Task details:
Repeat, exactly and completely, the entries shown underneath.

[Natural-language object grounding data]
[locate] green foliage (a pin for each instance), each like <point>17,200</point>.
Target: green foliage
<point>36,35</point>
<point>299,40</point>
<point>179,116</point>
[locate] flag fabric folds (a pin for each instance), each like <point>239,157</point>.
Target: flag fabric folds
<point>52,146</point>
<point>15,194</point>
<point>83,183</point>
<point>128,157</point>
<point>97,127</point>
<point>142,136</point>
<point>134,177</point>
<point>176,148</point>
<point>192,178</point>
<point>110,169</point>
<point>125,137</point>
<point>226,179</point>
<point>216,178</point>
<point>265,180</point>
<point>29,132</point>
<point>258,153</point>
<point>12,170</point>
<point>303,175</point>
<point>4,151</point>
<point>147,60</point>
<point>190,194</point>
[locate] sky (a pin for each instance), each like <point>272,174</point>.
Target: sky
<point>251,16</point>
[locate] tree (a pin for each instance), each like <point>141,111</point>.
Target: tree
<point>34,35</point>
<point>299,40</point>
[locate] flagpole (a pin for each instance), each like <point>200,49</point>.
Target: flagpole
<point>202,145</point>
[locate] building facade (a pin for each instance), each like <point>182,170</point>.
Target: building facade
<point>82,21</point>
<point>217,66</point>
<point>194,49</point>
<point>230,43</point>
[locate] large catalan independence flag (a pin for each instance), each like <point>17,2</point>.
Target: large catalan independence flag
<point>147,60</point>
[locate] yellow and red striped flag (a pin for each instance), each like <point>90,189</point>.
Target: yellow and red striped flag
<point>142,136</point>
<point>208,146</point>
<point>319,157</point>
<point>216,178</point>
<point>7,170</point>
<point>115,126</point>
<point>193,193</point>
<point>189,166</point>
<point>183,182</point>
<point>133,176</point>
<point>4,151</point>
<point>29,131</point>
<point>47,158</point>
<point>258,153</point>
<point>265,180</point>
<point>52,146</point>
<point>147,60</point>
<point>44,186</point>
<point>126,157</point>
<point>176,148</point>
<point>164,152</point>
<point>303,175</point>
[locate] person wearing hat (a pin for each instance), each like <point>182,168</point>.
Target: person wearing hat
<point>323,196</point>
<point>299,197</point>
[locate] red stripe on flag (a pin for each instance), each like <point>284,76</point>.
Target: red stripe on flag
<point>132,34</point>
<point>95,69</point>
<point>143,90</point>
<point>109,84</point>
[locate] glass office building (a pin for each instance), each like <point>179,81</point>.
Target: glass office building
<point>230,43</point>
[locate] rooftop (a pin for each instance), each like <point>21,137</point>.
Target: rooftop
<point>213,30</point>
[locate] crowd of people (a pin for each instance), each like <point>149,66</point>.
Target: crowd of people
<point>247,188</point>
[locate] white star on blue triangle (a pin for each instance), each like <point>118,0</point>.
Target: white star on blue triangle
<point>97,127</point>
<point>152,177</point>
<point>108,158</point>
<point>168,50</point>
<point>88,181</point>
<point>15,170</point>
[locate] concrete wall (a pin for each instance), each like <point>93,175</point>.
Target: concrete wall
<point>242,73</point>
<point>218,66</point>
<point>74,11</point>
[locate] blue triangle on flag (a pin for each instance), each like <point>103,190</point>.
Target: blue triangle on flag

Exercise solution:
[locate] green foliage (a pin for each instance), each like <point>17,200</point>.
Target: green foliage
<point>36,35</point>
<point>299,40</point>
<point>179,116</point>
[locate] flag fabric folds (a pin for each instance), each like <point>239,157</point>.
Target: flag fabric folds
<point>52,146</point>
<point>15,194</point>
<point>83,183</point>
<point>128,157</point>
<point>97,127</point>
<point>142,136</point>
<point>134,177</point>
<point>176,148</point>
<point>192,178</point>
<point>110,169</point>
<point>125,137</point>
<point>226,179</point>
<point>216,178</point>
<point>265,180</point>
<point>29,132</point>
<point>258,153</point>
<point>12,170</point>
<point>303,175</point>
<point>4,151</point>
<point>147,60</point>
<point>190,194</point>
[locate] sky (a pin for each instance), each like <point>272,174</point>.
Target: sky
<point>251,16</point>
[locate] tree (a pin for each instance), each like <point>141,111</point>.
Target: tree
<point>34,35</point>
<point>299,40</point>
[locate] flagpole (a pin for each instance), each like <point>200,49</point>.
Target: flagpole
<point>202,145</point>
[locate] building facade (a pin for each instance), each like <point>182,170</point>.
Target: building facade
<point>82,21</point>
<point>217,66</point>
<point>194,49</point>
<point>230,43</point>
[locate] large catalan independence flag (a pin for each instance), each like <point>17,2</point>.
Target: large catalan independence flag
<point>147,60</point>
[locate] yellow and red striped flag (a pin for each instance), each like <point>90,189</point>.
Target: yellow and red striped flag
<point>142,136</point>
<point>208,146</point>
<point>319,157</point>
<point>216,178</point>
<point>7,170</point>
<point>115,126</point>
<point>193,193</point>
<point>189,166</point>
<point>183,182</point>
<point>133,176</point>
<point>4,151</point>
<point>29,131</point>
<point>47,158</point>
<point>258,153</point>
<point>265,180</point>
<point>52,146</point>
<point>147,60</point>
<point>44,186</point>
<point>126,157</point>
<point>176,148</point>
<point>164,152</point>
<point>303,175</point>
[locate] person wearing hat (a pin for each instance), each like <point>182,168</point>.
Target: person wearing hat
<point>323,196</point>
<point>299,197</point>
[locate] red stripe on flag (a pin for each instance), each like <point>284,76</point>.
Target: red stripe on flag
<point>132,34</point>
<point>95,69</point>
<point>143,90</point>
<point>109,84</point>
[locate] glass office building (a pin for each instance), each like <point>179,81</point>.
Target: glass office building
<point>230,43</point>
[locate] rooftop (a pin for each instance), each like <point>21,137</point>.
Target: rooftop
<point>213,30</point>
[locate] crowd of people (a pin for each instance), each like <point>149,66</point>.
Target: crowd of people
<point>247,188</point>
[locate] white star on blue triangle (a pin for each instance), each like <point>118,0</point>.
Target: white star on blue triangle
<point>97,127</point>
<point>152,177</point>
<point>108,158</point>
<point>168,50</point>
<point>88,181</point>
<point>15,170</point>
[locate] concrete wall (a pin for each instance), each like <point>93,175</point>.
Target: concrete wall
<point>242,73</point>
<point>218,66</point>
<point>74,11</point>
[locate] blue triangle on flag (a pin for each instance), each like <point>103,190</point>.
Target: blue triangle on flag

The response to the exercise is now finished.